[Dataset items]
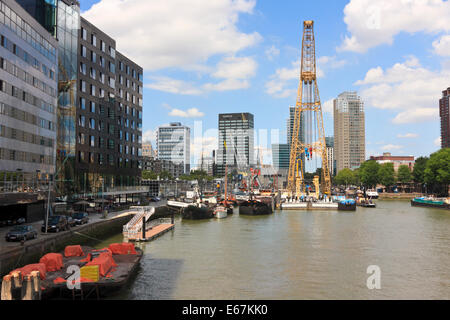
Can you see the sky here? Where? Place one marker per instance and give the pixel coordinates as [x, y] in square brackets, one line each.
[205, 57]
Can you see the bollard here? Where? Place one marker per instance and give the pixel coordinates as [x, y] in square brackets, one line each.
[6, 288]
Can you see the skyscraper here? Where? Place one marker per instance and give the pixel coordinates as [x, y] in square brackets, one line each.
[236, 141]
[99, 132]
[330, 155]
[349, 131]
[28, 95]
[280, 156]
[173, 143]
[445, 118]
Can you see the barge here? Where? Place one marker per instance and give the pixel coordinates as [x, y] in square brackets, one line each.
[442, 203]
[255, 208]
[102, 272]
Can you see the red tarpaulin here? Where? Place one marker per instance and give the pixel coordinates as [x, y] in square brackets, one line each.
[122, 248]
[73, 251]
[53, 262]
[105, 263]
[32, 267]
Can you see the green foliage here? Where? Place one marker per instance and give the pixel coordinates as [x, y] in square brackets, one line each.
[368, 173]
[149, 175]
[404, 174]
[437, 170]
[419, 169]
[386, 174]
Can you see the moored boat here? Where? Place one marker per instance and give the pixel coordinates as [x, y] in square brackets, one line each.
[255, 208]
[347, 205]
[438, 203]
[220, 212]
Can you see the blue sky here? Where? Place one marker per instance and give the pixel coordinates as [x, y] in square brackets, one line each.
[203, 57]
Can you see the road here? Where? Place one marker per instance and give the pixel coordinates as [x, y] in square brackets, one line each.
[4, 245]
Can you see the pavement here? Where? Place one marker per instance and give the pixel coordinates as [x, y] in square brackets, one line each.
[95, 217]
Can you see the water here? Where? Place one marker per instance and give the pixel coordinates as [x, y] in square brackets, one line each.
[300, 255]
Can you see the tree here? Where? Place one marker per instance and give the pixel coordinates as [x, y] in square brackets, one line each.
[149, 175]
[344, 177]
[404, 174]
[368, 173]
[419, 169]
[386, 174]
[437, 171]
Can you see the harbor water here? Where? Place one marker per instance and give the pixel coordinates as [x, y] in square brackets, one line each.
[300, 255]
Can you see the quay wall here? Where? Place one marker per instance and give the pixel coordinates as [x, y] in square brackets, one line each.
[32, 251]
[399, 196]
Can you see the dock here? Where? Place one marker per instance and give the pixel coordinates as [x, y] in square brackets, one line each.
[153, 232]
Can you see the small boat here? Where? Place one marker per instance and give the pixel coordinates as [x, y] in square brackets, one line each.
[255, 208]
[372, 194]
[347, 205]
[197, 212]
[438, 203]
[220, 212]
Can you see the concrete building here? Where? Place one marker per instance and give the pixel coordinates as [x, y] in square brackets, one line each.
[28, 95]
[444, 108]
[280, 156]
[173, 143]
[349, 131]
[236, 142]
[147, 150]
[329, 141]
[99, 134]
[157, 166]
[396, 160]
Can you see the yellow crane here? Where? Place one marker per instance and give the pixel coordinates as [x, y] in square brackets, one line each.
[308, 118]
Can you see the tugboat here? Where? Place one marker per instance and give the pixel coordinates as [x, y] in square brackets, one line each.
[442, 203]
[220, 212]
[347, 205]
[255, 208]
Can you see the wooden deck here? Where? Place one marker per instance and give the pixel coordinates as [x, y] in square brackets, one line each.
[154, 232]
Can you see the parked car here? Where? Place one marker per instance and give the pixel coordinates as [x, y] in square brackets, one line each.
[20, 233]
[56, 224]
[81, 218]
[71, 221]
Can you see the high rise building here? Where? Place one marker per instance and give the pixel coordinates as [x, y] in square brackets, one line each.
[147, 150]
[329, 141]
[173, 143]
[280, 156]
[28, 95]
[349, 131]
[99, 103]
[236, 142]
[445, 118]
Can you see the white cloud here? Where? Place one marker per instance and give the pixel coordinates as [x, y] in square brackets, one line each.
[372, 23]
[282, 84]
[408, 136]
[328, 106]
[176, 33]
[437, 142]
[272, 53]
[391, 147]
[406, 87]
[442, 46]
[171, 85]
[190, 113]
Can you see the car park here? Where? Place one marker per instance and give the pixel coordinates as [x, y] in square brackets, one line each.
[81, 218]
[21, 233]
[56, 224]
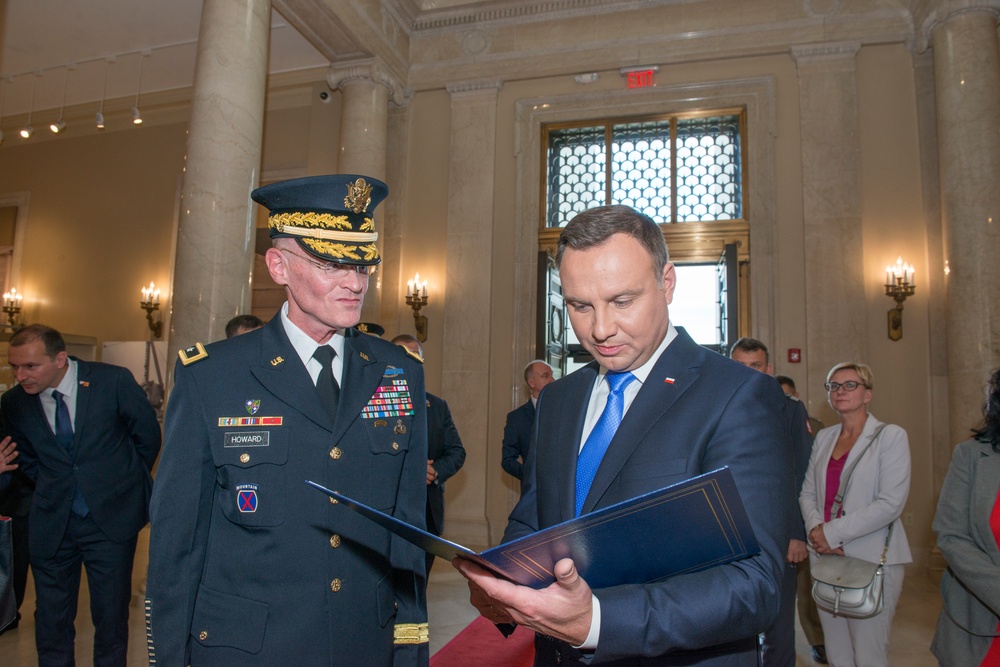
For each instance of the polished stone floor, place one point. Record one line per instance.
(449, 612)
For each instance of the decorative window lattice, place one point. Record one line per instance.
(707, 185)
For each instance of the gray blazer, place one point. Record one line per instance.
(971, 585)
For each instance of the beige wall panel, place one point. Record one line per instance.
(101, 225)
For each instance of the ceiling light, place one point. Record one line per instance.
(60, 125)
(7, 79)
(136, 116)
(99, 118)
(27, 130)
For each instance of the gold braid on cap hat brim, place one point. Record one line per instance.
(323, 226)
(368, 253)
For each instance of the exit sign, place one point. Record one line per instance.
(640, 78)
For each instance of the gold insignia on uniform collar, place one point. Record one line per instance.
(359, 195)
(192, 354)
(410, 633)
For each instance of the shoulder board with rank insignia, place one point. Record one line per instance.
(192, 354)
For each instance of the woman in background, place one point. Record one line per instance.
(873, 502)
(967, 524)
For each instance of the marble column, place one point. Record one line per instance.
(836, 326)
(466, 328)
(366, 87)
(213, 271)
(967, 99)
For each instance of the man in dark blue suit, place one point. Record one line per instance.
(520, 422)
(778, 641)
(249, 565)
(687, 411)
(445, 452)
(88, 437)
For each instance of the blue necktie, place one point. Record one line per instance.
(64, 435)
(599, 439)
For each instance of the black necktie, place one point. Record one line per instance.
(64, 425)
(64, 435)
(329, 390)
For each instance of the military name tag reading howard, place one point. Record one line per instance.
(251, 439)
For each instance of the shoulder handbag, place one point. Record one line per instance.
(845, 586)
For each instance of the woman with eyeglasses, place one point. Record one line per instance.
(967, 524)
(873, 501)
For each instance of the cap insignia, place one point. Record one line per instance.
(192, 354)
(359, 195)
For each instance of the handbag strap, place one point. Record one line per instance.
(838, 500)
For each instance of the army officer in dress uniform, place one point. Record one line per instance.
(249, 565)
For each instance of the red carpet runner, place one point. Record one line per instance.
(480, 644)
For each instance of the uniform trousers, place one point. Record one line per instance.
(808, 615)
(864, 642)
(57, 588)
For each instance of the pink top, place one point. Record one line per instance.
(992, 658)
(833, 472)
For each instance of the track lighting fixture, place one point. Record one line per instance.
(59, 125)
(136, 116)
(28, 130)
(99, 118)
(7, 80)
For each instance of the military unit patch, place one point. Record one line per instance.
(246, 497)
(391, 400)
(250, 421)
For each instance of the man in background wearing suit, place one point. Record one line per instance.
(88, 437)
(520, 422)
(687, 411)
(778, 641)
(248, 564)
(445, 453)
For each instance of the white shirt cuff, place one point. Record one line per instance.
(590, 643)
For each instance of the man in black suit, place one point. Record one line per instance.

GIVEN EXERCISE. Without the pictures, extract every entry verbatim.

ANSWER TO THE TASK.
Can you see the sky here? Where? Place one marker per instance and give the pixel coordinates as [x, y] in square brackets, one line each.
[205, 57]
Can you see the bollard here? Where? Place one marker per instance and give the pixel coordinates as [x, y] in square brackets, one line each.
[6, 288]
Can you see the skyscraper here? Where? Place one marker per instance and give the pixel coordinates as [x, y] in square brackets, one line each.
[236, 141]
[99, 132]
[330, 155]
[349, 131]
[28, 95]
[280, 156]
[173, 143]
[445, 118]
Can you see the barge here? Where? Place one marker per instance and give the pixel coordinates as [x, y] in square brackets, one line each.
[442, 203]
[255, 208]
[102, 272]
Can you see the red tarpaulin here? Where? Place one marker per instance and give the pixel coordinates as [x, y] in square brackets, one line each.
[122, 248]
[73, 251]
[53, 262]
[105, 263]
[32, 267]
Can you see the green foliage here? Where? Place one marker per instance and give the pixel coordinates as [x, y] in square brackets, one line each.
[368, 173]
[149, 175]
[404, 174]
[437, 170]
[419, 169]
[386, 174]
Can you see the moored boat here? Where? Place one marker per instance and give the pixel coordinates as [x, y] in square brackets, one line each.
[255, 208]
[347, 205]
[438, 203]
[220, 212]
Can you see the blue sky here? Where? Place one marker per instance and give the pixel coordinates as [x, y] in square brackets, one line each.
[203, 57]
Can you see the road here? Where? Place one marker per instance and give the pixel coordinates as [x, y] in square brackets, one line each.
[4, 245]
Can you see the pavement here? Where? Place one marker per instance and give the pixel coordinates as [x, y] in square brackets, one line each.
[95, 217]
Can you see the water here? Where? Place one marker per instance and give the pixel coordinates as [x, y] in square brackets, one line each.
[300, 255]
Can you see the tree here? Where? Place one marker per instance and give the pixel coordinates as [x, y] in square brackets, one line each.
[149, 175]
[344, 177]
[404, 174]
[368, 173]
[419, 169]
[386, 174]
[437, 171]
Can you see the harbor water here? Where? Place one marker per instance and give the pixel coordinates as [x, y] in square brackets, one line each.
[300, 255]
Can you see the quay wall here? Where? Place one marker per instance and give the pixel coordinates as [x, y] in square brackets, one line each.
[32, 251]
[399, 196]
Can you see the dock here? Where? Place one marker per instance and give the pixel coordinates as [x, y] in square brackets, one line each.
[153, 232]
Can you see the small boat here? Where? Place one marker per instance and give the pixel coordinates as [x, y] in square brackets, one line each.
[255, 208]
[372, 194]
[347, 205]
[197, 212]
[438, 203]
[220, 212]
Can you see the concrete building here? Where? Place one marker per instance and give the pixel coordinates as [x, y] in square brackets, one line each.
[28, 95]
[444, 108]
[280, 156]
[173, 143]
[349, 131]
[236, 142]
[147, 150]
[329, 141]
[99, 134]
[157, 166]
[396, 160]
Can you see the yellow crane here? Where? Place one marker per instance and give the pixel coordinates as [x, y] in square brackets, one line each.
[308, 118]
Can you see the tugboat here? Where? Place one marker per instance and give the pixel coordinates as [x, y] in square brackets, one line each.
[442, 203]
[220, 212]
[347, 205]
[255, 208]
Can you see the wooden deck here? Where? Place one marker per instance and give the pixel coordinates as [x, y] in square brackets, one line each.
[154, 232]
Can you see the parked car here? Where? Place one marker per instance and give the pixel coordinates as [x, y] in square brackets, one line each.
[20, 233]
[56, 224]
[81, 218]
[71, 221]
Can you see the high rise building here? Where? Place one marker per instance and give the pixel coordinates as [x, y] in square brackets, one line each.
[147, 150]
[329, 141]
[173, 143]
[280, 156]
[28, 95]
[349, 131]
[99, 103]
[236, 142]
[445, 118]
Can you see the white cloud here? Where? Place one marker per instance and give the pixel coordinates as [x, y] in square brackets, one line each.
[372, 23]
[282, 84]
[408, 136]
[328, 106]
[176, 33]
[437, 142]
[272, 53]
[391, 147]
[406, 87]
[442, 46]
[171, 85]
[190, 113]
Can you see the car park here? Where? Place one marker per instance and give the pixel coordinates as [x, y] in square brackets, one line each.
[81, 218]
[21, 233]
[56, 224]
For each instance of the polished stone floor, place one point. Record one line per instance.
(449, 612)
For each instance of the decorative window lattice, place one point. Record one line per instance.
(707, 185)
For each instance of the gray blazer, place one point. Record one line per instance.
(971, 585)
For each instance of the beige wall panel, place one point. Record one line per instance.
(101, 225)
For each instance of the ceiling light, place one point. Record one line per instance.
(60, 125)
(7, 79)
(136, 116)
(99, 118)
(27, 130)
For each instance of the gold braid on cap hat brim, place one point. Record one line per instance.
(323, 226)
(368, 253)
For each instance of the exit sign, place one point. Record one line per instance.
(640, 78)
For each instance of the gold insignia on uniform collar, place one point. Record one line per instance.
(359, 195)
(192, 354)
(410, 633)
For each instance of the shoulder board with rank insignia, place one point. Record one line per instance.
(192, 354)
For each instance of the woman in background, place one point. Record one line per instance.
(873, 502)
(967, 524)
For each instance of the marble column, place one point. Record one line per instance.
(836, 326)
(466, 328)
(366, 87)
(213, 271)
(967, 99)
For each instance of the man in dark blue suit, place one point. Record one line per instance.
(520, 422)
(778, 641)
(249, 565)
(687, 411)
(445, 452)
(88, 437)
For each instance of the blue necktie, place one point. Record one line per instance.
(64, 435)
(599, 439)
For each instance of the black necktie, place one point. Record one line per instance.
(64, 425)
(64, 435)
(329, 390)
For each instance of the military name tag reading howard, place one point. Record one line per instance.
(251, 439)
For each instance of the shoulder handbag, place one point. Record one line per instance.
(845, 586)
For each instance of the woman with eyeglasses, place one point. Record one line per instance.
(967, 524)
(873, 501)
For each instance of the cap insignia, place one point. Record one line per instance.
(192, 354)
(359, 195)
For each instance of the handbag strap, place one point. Record one line per instance.
(838, 500)
For each instance of the army officer in dress uniform, place one point. Record one line per instance.
(249, 565)
For each instance of the red carpet runner, place one point. Record one line per instance.
(480, 644)
For each instance of the uniform trousers, place one point. Record one line per instance.
(808, 615)
(864, 642)
(57, 588)
For each instance of the pink top, place one point. Record one line per instance.
(992, 658)
(833, 472)
For each instance of the track lighting fixture, place one point. Record one line per instance.
(59, 125)
(136, 116)
(28, 130)
(99, 118)
(7, 80)
For each instance of the military unit patch, place one point. Record one line per instance.
(246, 497)
(391, 400)
(250, 421)
For each instance of the man in background wearing suit, place one point. Record one line per instance.
(88, 437)
(520, 422)
(687, 411)
(778, 641)
(248, 564)
(445, 453)
For each instance of the white shirt cuff, place one point. Record one line per instance.
(590, 643)
For each instance of the man in black suit, place one point. Record one line per instance.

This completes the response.